§ **AIM**: Can you format the rows below as a numbered list, with any blank lines left out?

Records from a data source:

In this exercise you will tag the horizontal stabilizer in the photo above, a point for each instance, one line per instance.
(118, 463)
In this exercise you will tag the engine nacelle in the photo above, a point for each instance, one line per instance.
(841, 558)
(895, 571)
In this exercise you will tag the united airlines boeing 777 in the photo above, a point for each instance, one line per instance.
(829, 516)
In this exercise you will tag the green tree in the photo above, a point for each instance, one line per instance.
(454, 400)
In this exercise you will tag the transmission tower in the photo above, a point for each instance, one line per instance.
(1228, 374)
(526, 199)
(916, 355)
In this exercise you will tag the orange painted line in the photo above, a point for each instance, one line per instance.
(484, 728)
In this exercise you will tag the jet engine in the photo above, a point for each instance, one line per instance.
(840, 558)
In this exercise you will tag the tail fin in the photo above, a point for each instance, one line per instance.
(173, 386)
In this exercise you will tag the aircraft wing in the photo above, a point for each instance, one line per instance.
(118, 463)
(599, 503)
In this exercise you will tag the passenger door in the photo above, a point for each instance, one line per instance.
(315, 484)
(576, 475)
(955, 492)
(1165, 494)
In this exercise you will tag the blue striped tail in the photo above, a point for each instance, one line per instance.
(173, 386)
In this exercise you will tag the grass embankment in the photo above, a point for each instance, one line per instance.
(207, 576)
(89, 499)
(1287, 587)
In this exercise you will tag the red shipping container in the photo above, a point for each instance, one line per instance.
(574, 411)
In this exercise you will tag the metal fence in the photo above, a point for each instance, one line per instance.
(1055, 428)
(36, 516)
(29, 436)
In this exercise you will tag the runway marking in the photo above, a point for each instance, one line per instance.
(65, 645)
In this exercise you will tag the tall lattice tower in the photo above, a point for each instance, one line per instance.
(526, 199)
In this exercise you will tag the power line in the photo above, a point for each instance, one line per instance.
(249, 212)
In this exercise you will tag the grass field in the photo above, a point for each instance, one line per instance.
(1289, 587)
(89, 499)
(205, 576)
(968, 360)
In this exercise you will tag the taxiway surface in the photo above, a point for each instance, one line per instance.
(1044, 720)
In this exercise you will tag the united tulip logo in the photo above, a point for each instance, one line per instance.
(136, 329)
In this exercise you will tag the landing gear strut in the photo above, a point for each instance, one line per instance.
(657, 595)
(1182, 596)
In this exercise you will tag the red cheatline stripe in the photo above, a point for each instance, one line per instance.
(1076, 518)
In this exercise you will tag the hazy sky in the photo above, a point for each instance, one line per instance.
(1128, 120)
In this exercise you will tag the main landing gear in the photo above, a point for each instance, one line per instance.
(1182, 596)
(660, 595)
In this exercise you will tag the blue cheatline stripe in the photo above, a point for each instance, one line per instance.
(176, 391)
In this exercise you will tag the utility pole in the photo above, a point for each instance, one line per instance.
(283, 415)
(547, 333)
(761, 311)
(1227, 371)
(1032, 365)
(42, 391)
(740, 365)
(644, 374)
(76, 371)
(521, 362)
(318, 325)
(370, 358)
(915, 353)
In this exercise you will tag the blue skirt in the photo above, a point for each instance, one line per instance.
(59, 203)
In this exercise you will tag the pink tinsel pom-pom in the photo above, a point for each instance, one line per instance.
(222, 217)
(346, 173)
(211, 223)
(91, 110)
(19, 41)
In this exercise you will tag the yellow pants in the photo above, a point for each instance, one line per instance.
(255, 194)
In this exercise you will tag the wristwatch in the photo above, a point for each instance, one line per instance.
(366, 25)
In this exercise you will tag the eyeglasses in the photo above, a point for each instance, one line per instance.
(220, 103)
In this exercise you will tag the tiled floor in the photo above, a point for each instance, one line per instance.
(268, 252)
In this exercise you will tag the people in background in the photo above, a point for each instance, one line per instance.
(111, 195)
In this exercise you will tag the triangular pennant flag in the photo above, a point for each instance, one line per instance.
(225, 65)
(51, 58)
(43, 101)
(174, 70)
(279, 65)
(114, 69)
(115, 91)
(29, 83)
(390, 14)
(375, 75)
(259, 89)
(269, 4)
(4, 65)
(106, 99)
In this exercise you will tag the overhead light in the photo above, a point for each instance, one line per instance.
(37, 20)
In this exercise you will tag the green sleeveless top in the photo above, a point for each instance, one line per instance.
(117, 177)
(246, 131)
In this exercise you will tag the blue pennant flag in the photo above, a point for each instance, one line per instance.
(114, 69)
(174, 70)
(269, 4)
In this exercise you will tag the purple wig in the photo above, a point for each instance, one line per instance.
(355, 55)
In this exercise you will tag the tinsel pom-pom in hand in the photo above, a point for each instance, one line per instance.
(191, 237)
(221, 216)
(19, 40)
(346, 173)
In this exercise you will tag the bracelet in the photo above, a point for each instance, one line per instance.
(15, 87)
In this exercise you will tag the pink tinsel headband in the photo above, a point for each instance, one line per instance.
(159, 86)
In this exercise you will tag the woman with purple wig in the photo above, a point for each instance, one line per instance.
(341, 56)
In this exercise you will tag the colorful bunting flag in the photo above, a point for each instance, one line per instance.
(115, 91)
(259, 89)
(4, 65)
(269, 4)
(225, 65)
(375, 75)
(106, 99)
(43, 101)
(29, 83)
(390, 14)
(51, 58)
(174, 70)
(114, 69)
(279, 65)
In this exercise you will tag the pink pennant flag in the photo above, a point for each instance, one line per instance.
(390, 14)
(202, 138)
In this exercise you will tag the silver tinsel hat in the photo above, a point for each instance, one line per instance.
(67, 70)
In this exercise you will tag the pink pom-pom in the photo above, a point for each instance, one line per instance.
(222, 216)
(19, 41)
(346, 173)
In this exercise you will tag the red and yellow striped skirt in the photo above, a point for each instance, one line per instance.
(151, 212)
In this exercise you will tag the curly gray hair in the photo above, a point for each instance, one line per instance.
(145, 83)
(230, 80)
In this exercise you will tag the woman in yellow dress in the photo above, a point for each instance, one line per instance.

§ **RESULT FOR THIS TASK**:
1. In this exercise you will tag the horizontal stabilizer in the photo above, a point for each instance, one line per instance.
2. (118, 463)
3. In this exercise you will tag the engine nacelle in the photo above, a point for each instance, one line per instance.
4. (841, 558)
5. (895, 571)
6. In this exercise you will tag the united airlines boeing 777 in the photo above, a point for each instance, one line per instance.
7. (829, 516)
8. In this exercise you will tag the green tree in the photo above, a point for each instance, one line per instance.
9. (454, 400)
10. In this exercise you will tag the transmission tower in the photo above, a point for each instance, one line per instance.
11. (1228, 374)
12. (526, 199)
13. (916, 355)
14. In this exercise you will tag the orange painted line in the photo above, a point for each instance, one line per instance.
15. (484, 728)
16. In this exercise you will tag the jet engine in the photo above, a point for each instance, one line per instance.
17. (840, 558)
18. In this exercise you will tag the tail fin in the photo above, a point for each instance, one line per instance.
19. (173, 386)
20. In this exercise you will tag the aircraft wing in the photo above, a point for each instance, one line per instance.
21. (118, 463)
22. (599, 503)
23. In this exercise you will tag the passenger door in the photo above, a point for each instance, one line per instance.
24. (315, 484)
25. (576, 475)
26. (955, 492)
27. (1165, 494)
28. In this exercise you will tag the blue striped tail in the photo above, a point for each instance, one line per instance.
29. (173, 386)
30. In this exercise you will tag the grass embankment in the photo above, a point for each instance, one line per instance.
31. (207, 576)
32. (89, 499)
33. (1287, 587)
34. In this exercise you will tag the red shipping container in the photo above, a point for each instance, one line per instance.
35. (574, 411)
36. In this exercise you will tag the metal fence in the photo above, a point for each instance, one line per instance.
37. (1055, 428)
38. (36, 516)
39. (29, 436)
40. In this exercise you will tag the runway marking in the photo above, a point for each instance, one line per instance.
41. (65, 645)
42. In this exercise you will tag the tall lattice tower in the photo above, a point for each instance, one line per instance.
43. (526, 199)
44. In this exercise you will tag the power line in the photo above, a point for each instance, one line per instance.
45. (249, 212)
46. In this exercise you will tag the grass field in the photo above, a point for each instance, one line per instance.
47. (1289, 587)
48. (89, 499)
49. (205, 576)
50. (968, 360)
51. In this exercise you will tag the taxiway surface in the photo above, a point for each instance, one line per instance.
52. (1044, 720)
53. In this exercise you will tag the united tulip logo in the photo above, a point for each instance, one line per instance.
54. (136, 329)
55. In this exercise you will tag the landing gear strut in the photo above, a point for each instance, one line per instance.
56. (657, 595)
57. (1182, 596)
58. In this exercise you will tag the red cheatline stripe in the photo above, a point for each instance, one line per instance.
59. (1076, 518)
60. In this exercise you will tag the hazy sky in the photo above, a point for each instance, one line per instance.
61. (1128, 120)
62. In this exercise you will tag the main landing gear in the photo above, a point for each instance, one line per instance.
63. (1182, 596)
64. (660, 595)
65. In this exercise you will tag the blue cheatline stripe in the photo above, a point for each instance, one line per instance.
66. (176, 391)
67. In this exercise you will tag the utility pole in the photo above, a point for each instance, one line per instance.
68. (283, 415)
69. (547, 333)
70. (761, 311)
71. (1227, 371)
72. (1032, 365)
73. (42, 391)
74. (740, 365)
75. (644, 374)
76. (76, 371)
77. (521, 362)
78. (318, 325)
79. (370, 358)
80. (915, 353)
81. In this exercise you will tag the blue skirt in the photo above, a point for each instance, one line per instance.
82. (59, 203)
83. In this exercise you will tag the pink tinsel pom-pom in the photo above, a point for each instance, one line per instance.
84. (222, 217)
85. (346, 173)
86. (211, 223)
87. (91, 110)
88. (19, 41)
89. In this exercise you will tag the yellow pants in the photo above, a point for each instance, one line per instance.
90. (255, 194)
91. In this exercise you will tag the wristwatch in the photo above, a point for each instance, one line per instance.
92. (366, 25)
93. In this exercise you will tag the eyeglasses in the photo above, a point for each instance, one line per instance.
94. (220, 103)
95. In this exercise you will tag the tiled floor in the photo above, a point for each instance, one line per instance.
96. (268, 252)
97. In this exercise you will tag the people in background in the photo above, a point for each instance, one line per instance.
98. (111, 195)
99. In this exercise you will tag the triangular pennant flag in the photo above, a point for each instance, one line per instance.
100. (225, 65)
101. (51, 58)
102. (43, 101)
103. (174, 70)
104. (279, 65)
105. (114, 69)
106. (115, 91)
107. (29, 83)
108. (390, 14)
109. (375, 75)
110. (259, 89)
111. (269, 4)
112. (4, 65)
113. (106, 99)
114. In this exercise you will tag the overhead light in the photo above, a point for each instance, one line per instance.
115. (37, 20)
116. In this exercise you will tag the green sleeveless top in the photo above, a point for each instance, one line per instance.
117. (117, 177)
118. (246, 131)
119. In this exercise you will tag the blue pennant flag in the photo above, a point for each instance, one line per instance.
120. (114, 69)
121. (174, 70)
122. (269, 4)
123. In this exercise you will tag the purple wig in the photo above, a point for each instance, one line per instance.
124. (355, 55)
125. In this exercise you will tag the tinsel pom-pom in hand in the photo above, a point for each instance, one line per instance.
126. (191, 237)
127. (221, 216)
128. (19, 40)
129. (346, 173)
130. In this exercise you will tag the bracelet in the photo above, a point for each instance, one line per instance.
131. (15, 87)
132. In this exercise you will tag the pink tinsel headband in the photo above, a point for each instance, one line per instance.
133. (159, 86)
134. In this exercise you will tag the woman with purple wig in the photo above, a point for each instance, one line per instance.
135. (341, 56)
136. In this exercise you will tag the colorful bunting flag in the photo above, a point for each instance, one line per instance.
137. (115, 91)
138. (259, 89)
139. (4, 65)
140. (269, 4)
141. (225, 65)
142. (375, 75)
143. (106, 99)
144. (43, 101)
145. (29, 83)
146. (390, 14)
147. (51, 58)
148. (174, 70)
149. (114, 69)
150. (279, 65)
151. In this exercise you will tag the pink pennant flag in the photo above, a point for each instance, one line per instance.
152. (390, 14)
153. (202, 138)
154. In this exercise you will tag the silver tinsel hat in the photo above, a point for each instance, one line per instance.
155. (67, 70)
156. In this exercise you will tag the pink pom-pom in the photo above, a point for each instance, one line per instance.
157. (222, 216)
158. (19, 41)
159. (346, 173)
160. In this exercise you will tag the red and yellow striped skirt in the photo above, a point for each instance, one line per instance.
161. (151, 212)
162. In this exercise you will tag the curly gray hair in the photo above, a point for each instance, one line per instance.
163. (145, 83)
164. (230, 80)
165. In this exercise you will tag the woman in yellow dress in the photo above, a point for each instance, one line per instance.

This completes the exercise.